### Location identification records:
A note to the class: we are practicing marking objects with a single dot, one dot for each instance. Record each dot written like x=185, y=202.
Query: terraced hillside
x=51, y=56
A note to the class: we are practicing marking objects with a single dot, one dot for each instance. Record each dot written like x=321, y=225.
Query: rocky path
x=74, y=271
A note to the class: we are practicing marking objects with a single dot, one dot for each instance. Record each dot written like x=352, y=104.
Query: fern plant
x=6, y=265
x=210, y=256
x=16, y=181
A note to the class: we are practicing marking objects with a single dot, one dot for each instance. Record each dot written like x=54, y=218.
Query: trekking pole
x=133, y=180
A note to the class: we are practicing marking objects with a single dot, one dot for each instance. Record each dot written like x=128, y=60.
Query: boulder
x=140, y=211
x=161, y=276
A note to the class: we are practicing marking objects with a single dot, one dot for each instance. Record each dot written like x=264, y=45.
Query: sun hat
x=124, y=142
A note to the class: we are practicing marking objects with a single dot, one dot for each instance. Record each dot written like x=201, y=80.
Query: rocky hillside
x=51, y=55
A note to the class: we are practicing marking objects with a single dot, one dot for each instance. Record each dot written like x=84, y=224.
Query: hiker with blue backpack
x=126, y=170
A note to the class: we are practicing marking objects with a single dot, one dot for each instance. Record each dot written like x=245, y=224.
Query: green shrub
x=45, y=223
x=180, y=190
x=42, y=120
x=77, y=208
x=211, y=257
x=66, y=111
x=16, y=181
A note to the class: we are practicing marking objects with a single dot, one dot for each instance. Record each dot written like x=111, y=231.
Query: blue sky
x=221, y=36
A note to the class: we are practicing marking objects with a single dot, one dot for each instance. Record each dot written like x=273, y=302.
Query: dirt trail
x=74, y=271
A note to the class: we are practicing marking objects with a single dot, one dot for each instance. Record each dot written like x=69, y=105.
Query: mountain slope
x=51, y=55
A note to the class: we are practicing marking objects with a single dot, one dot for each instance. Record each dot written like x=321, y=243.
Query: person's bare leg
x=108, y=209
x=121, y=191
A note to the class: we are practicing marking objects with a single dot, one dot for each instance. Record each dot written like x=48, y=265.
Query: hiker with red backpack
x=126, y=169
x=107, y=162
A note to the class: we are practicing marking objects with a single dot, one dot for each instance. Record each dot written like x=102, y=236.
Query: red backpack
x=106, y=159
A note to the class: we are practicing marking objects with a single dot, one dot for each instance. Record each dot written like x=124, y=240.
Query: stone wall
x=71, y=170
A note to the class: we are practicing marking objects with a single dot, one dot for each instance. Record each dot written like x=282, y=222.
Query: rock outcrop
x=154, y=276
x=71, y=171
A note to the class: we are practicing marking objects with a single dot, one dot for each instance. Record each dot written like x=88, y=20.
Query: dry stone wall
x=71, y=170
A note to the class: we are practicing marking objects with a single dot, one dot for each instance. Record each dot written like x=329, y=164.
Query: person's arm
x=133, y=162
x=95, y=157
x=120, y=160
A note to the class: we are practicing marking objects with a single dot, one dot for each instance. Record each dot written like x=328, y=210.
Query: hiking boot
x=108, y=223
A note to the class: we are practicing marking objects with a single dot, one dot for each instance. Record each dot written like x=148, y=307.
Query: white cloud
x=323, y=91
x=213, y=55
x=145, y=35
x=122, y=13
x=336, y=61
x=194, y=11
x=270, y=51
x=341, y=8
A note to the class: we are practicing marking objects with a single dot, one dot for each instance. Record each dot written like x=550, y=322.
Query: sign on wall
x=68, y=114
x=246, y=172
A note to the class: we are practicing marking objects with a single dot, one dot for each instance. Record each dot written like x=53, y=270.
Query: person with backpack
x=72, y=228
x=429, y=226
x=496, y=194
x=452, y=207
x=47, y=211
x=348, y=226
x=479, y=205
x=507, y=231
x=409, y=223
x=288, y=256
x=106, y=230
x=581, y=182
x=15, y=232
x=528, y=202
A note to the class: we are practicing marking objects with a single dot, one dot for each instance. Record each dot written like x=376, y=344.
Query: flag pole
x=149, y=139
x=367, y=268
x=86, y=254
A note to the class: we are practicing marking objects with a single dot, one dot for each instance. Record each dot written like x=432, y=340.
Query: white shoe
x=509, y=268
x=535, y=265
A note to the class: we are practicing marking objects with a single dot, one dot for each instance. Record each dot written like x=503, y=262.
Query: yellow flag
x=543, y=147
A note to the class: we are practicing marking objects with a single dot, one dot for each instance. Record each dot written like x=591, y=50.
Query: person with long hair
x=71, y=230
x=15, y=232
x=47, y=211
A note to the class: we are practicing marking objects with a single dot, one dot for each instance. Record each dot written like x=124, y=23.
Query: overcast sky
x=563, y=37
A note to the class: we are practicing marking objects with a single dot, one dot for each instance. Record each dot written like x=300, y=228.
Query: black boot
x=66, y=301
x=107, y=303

### WHAT IS EXPECTED:
Rewrite the part of the records that opens with the line containing "like x=321, y=243." and closes with the line containing "x=121, y=191", swapping "person's" for "hiker's" and leaving everything else as it is.

### OUTPUT FOR THIS TASK:
A note to the class: we are practicing marking objects with a single dot, one dot for each instance. Record each dot written like x=321, y=243.
Query: hiker's bare leg
x=108, y=209
x=121, y=191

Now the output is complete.